Know How You Go From Suspecting Low-T to Being Diagnosed With It
If you're concerned about low testosterone, luckily you can get tested to check your levels of this important hormone. Here's how to get tested and make sense of your results.
What is low-T?
Testosterone levels naturally fluctuate during different stages of life. An initial surge of testosterone in puberty leads to the development of male features such as facial hair, muscle mass, voice changes and sperm production. Testosterone levels decrease with aging by about 1 percent each year starting around age 30. Levels that fall below 300 nanograms per deciliter (ng/dL) are considered "low-T," also known as testosterone deficiency syndrome, according to the American Urological Association.
Common symptoms of low-T include:
- Body fat accumulation
- Breast enlargement
- Erectile dysfunction
- Less body hair
- Lower sex drive
- Muscle loss
- Trouble sleeping
Given this list of symptoms, it's no wonder so many men want to know more about increasing their testosterone levels. However, testosterone replacement therapy (TRT) isn't for everyone, and in some cases, addressing the underlying causes of low testosterone is a safer and more effective strategy than testosterone therapy. Talk to your doctor, who can guide you toward the right treatment path.
Where can I be tested for low-T?
A qualified healthcare professional can help you find the most appropriate solutions for low-T. Going to a low-T clinic may not be the best way to evaluate testosterone levels in the context of your total health. Clinics that measure only total testosterone may miss more targeted values, such as your bioavailable (also called unbound or free) testosterone levels.

(Saved entries)
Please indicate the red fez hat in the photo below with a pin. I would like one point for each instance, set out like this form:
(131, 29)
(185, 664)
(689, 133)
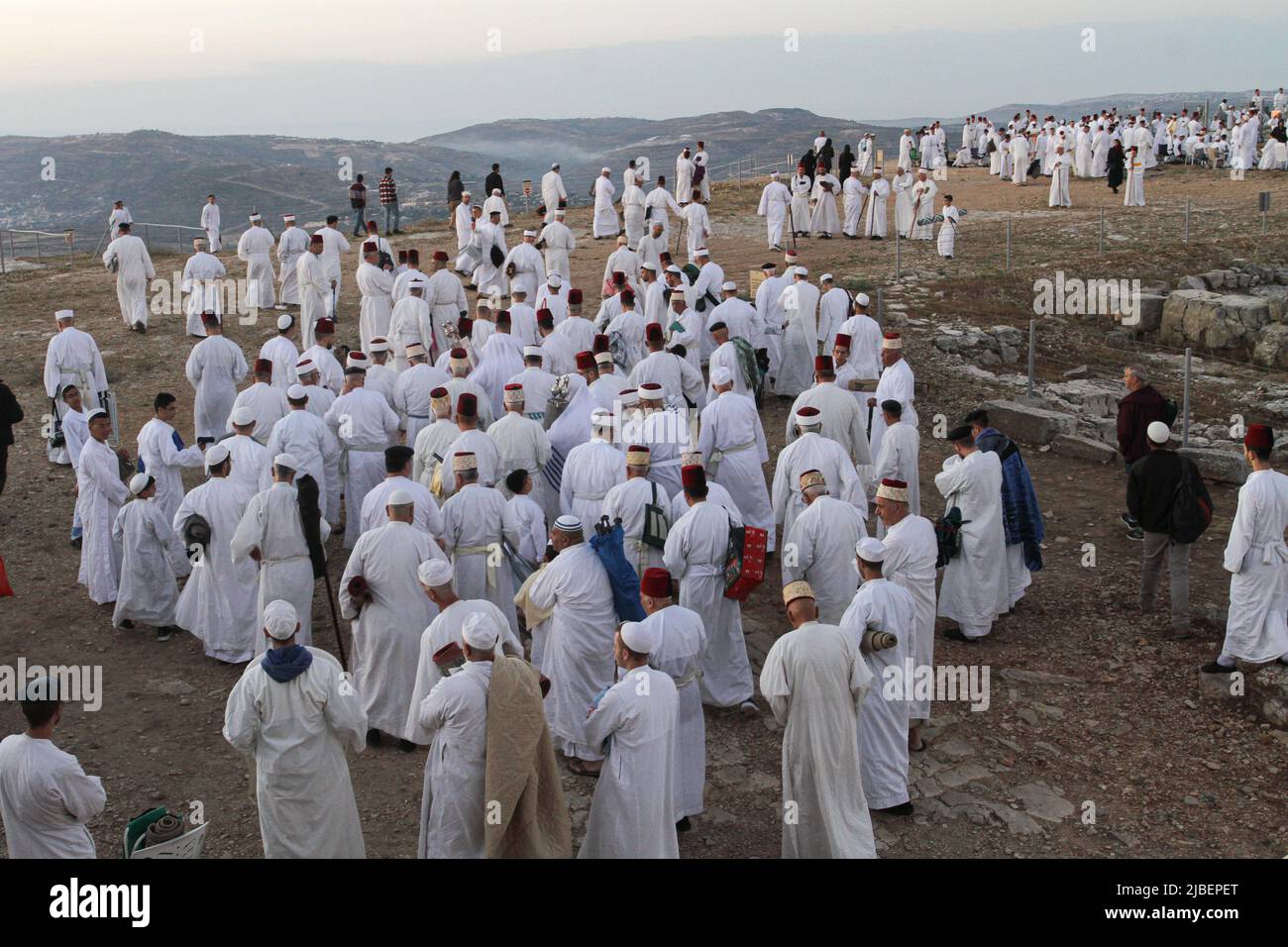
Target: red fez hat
(694, 476)
(656, 582)
(1260, 436)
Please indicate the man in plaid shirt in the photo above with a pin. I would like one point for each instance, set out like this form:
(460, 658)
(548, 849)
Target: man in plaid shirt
(389, 201)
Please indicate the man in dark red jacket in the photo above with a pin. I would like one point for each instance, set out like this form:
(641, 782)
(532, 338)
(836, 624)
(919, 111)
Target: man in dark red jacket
(1136, 411)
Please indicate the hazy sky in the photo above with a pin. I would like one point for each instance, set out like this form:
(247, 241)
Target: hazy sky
(402, 68)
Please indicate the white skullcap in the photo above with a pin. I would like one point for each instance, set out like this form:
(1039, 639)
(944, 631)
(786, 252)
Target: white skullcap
(434, 573)
(279, 620)
(215, 455)
(871, 549)
(639, 637)
(480, 631)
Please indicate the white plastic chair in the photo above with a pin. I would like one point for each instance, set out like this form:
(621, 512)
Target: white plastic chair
(187, 845)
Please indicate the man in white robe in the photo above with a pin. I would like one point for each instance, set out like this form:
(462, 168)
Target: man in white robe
(815, 681)
(128, 257)
(696, 551)
(632, 810)
(387, 612)
(295, 712)
(974, 589)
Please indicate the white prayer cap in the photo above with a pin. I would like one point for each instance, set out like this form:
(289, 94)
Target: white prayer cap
(215, 455)
(480, 631)
(279, 620)
(639, 637)
(434, 574)
(871, 549)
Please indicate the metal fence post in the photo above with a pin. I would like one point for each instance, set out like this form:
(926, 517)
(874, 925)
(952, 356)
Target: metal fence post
(1185, 401)
(1033, 339)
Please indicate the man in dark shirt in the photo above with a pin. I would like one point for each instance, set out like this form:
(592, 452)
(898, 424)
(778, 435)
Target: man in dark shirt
(1151, 484)
(1136, 411)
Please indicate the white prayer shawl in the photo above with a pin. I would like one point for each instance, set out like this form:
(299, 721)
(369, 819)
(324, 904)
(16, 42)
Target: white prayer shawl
(605, 223)
(386, 629)
(814, 453)
(161, 460)
(682, 639)
(477, 521)
(201, 281)
(297, 732)
(376, 308)
(218, 602)
(814, 680)
(254, 248)
(150, 554)
(774, 202)
(268, 402)
(271, 523)
(974, 590)
(46, 800)
(632, 812)
(911, 556)
(897, 382)
(819, 549)
(292, 244)
(214, 368)
(884, 605)
(733, 442)
(695, 556)
(1256, 556)
(579, 651)
(134, 268)
(454, 805)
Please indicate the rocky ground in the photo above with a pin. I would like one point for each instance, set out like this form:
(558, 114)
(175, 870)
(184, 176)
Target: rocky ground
(1099, 740)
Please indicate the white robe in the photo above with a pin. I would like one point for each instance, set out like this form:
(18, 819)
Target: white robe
(695, 556)
(297, 733)
(974, 590)
(632, 813)
(815, 680)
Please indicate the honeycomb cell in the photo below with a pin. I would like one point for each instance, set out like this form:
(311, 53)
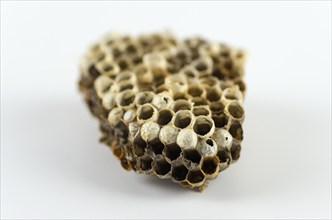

# Actions to take
1) Answer these questions using the text on low testosterone:
(a) Around what age do testosterone levels start to decrease by about 1 percent each year?
(b) Below what level is testosterone considered "low-T"?
(c) What two other names does the text give for bioavailable testosterone?
2) Say whether each statement agrees with the text on low testosterone, and quote the words that decide it:
(a) Testosterone levels stay the same across all stages of life.
(b) Trouble sleeping is listed as a common symptom of low-T.
(c) Testosterone replacement therapy is right for everyone.
3) Output the passage of the text on low testosterone from the words "Know How You" up to and including the words "of your results.".
The records have no connection to the text on low testosterone.

# Expected outputs
1)
(a) Around age 30.
(b) Below 300 nanograms per deciliter (ng/dL).
(c) Unbound and free.

2)
(a) No: "Testosterone levels naturally fluctuate during different stages of life."
(b) Yes: "Trouble sleeping"
(c) No: "testosterone replacement therapy (TRT) isn't for everyone"

3)
Know How You Go From Suspecting Low-T to Being Diagnosed With It
If you're concerned about low testosterone, luckily you can get tested to check your levels of this important hormone. Here's how to get tested and make sense of your results.